### Task details
Transcribe every row below word for word, leaving the pictures out of your answer.

### Provided entries
════
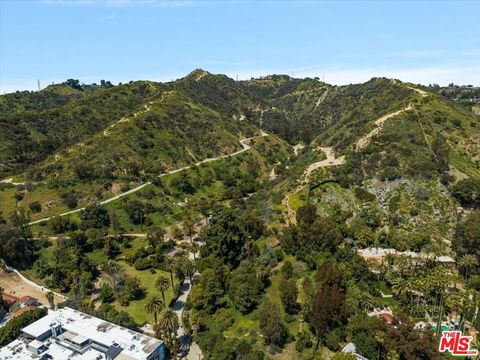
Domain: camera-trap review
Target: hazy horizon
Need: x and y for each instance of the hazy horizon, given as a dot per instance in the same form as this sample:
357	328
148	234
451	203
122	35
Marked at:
340	42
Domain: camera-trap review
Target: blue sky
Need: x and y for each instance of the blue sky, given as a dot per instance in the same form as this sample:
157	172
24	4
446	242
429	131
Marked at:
344	42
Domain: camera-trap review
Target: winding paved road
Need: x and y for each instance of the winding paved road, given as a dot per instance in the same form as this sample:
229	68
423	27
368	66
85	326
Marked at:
243	142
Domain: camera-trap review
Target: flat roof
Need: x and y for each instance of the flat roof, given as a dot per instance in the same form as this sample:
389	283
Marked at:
84	326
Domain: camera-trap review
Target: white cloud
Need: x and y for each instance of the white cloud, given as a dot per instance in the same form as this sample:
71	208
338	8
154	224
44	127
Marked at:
118	3
416	53
441	74
108	17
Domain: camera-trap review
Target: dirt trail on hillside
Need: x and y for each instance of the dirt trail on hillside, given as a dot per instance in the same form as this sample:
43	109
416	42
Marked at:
245	147
331	160
125	119
365	140
10	181
14	284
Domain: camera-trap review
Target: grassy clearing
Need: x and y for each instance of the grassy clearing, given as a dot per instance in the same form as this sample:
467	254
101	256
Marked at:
136	308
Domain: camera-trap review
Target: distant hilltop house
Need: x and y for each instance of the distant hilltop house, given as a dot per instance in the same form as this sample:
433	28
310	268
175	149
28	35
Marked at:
69	334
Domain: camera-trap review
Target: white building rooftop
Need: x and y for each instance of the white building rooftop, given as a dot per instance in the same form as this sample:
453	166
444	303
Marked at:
67	333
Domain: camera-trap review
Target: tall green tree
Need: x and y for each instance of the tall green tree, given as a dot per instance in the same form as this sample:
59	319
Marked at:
154	305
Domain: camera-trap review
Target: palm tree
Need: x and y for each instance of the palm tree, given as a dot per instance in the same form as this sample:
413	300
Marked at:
467	261
189	269
154	305
169	321
171	263
50	298
114	272
162	284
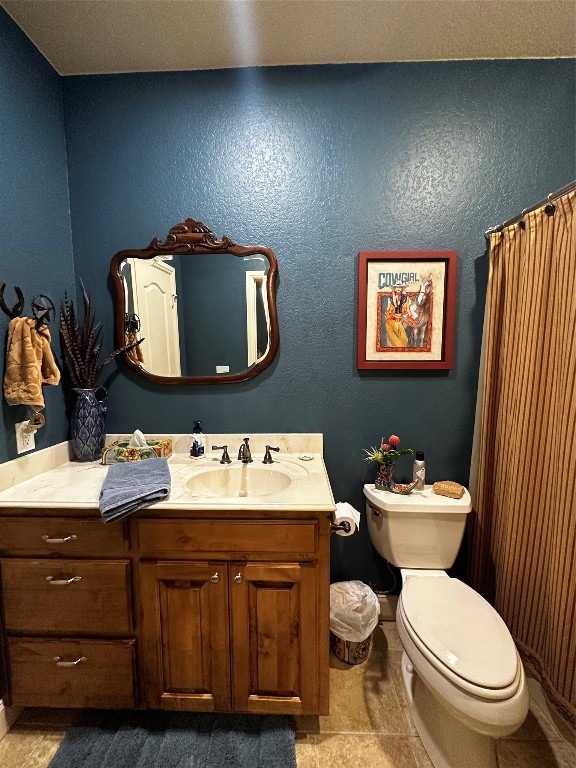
════
### Result for this exercise
Domain: camera-trap review
Target: hazy horizon
Need: x and y for each instance of the hazy horizon, given as a dot per instance in the same form as this sample:
357	328
148	234
451	203
122	35
Marked at:
340	42
Domain: camera-trap review
Target: blue sky
Need: x and y for each instance of the blue sky, given as a dot per instance in the same form as this sample:
157	172
24	4
446	242
429	131
Marked at:
344	42
Domain: camera-trap review
Target: winding paved road
Need: x and y for each instance of the winding paved road, given as a dot per instance in the same form as this sample:
229	68
423	27
368	66
85	326
Marked at:
243	142
Domain: camera-trap review
Target: flat roof
Need: x and y for each instance of the flat roof, given as a dot per instance in the same form as this sample:
389	283
Marked at:
84	326
Domain: camera-trap review
Target: white cloud
Need: x and y for each instance of the white cloud, given as a dot per instance in the same form as this sample:
71	208
338	8
154	224
44	127
Marked at:
118	3
416	53
441	74
108	17
Domain: camera-trap review
Target: dirt trail on hillside
Need: x and y for each instance of the dirt trail on hillside, given as a dot per instance in the same form as this sample:
43	109
416	42
Marked at:
245	147
331	160
125	119
365	140
10	181
14	284
Domain: camera-trap review
Target: grassy clearing
Need: x and y for each instance of the grassy clearing, given as a dot per instance in the same form as this sample:
467	254
101	256
Marked at:
136	308
Domain: camera-trap review
Target: distant hilltop house
Need: x and y for each instance of the distant hilltop house, given as a dot per instance in the same form as this sample:
433	28
310	268
175	149
28	35
Marked at:
69	334
Domain: camera-trap review
Target: white building rooftop
Need: x and y for each instance of the white building rooftop, given as a dot per instance in the same form as this sample:
453	166
444	303
Marked at:
67	333
Domain: camera-trap review
Target: tall green tree
Need: x and y for each instance of the tall green tree, given as a dot per instance in the same form as this sample:
59	319
Marked at:
154	305
Domain: camera-trap review
Target: palm tree
Need: x and y for each instance of the palm tree, given as a dot per instance in the same form as this sample:
413	300
Marked at:
467	261
189	269
154	305
169	321
171	263
50	298
114	272
162	284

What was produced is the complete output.